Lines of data
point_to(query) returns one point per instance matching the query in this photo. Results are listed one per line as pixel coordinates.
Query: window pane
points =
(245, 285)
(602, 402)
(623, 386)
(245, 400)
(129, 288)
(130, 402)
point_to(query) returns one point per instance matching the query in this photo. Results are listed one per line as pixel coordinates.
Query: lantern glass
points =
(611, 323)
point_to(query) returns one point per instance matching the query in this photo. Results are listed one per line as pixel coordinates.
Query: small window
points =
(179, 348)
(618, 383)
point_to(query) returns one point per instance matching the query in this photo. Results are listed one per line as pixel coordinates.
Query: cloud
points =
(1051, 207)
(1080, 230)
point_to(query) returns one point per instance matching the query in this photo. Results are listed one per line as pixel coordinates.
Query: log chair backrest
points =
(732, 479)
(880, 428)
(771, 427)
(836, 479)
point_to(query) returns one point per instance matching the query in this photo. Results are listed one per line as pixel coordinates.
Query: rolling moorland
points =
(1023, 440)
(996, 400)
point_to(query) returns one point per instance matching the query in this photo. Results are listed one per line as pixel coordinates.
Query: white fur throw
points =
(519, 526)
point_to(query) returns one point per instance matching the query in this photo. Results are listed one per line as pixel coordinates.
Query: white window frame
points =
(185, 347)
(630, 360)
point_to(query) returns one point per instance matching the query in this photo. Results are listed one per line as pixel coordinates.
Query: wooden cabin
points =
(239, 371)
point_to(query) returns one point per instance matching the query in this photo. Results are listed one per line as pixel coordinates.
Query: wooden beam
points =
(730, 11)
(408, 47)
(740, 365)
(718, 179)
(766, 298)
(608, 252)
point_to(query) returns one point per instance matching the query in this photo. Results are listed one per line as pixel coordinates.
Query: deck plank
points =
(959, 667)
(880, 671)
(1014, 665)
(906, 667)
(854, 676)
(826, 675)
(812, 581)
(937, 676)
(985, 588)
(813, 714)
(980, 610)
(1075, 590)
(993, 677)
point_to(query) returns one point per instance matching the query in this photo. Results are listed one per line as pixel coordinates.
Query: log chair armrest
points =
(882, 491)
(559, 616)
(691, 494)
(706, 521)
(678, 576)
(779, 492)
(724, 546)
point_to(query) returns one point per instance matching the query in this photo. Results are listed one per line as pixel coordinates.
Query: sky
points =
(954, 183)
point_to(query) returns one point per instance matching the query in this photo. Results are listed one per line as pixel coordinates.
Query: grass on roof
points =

:: PROBLEM STATEMENT ::
Pick out each line of the data above that contains the string "chair". Treat uppercase and lowercase letters as different.

:: FINISHED TASK ::
Query: log chair backrest
Query: log chair armrest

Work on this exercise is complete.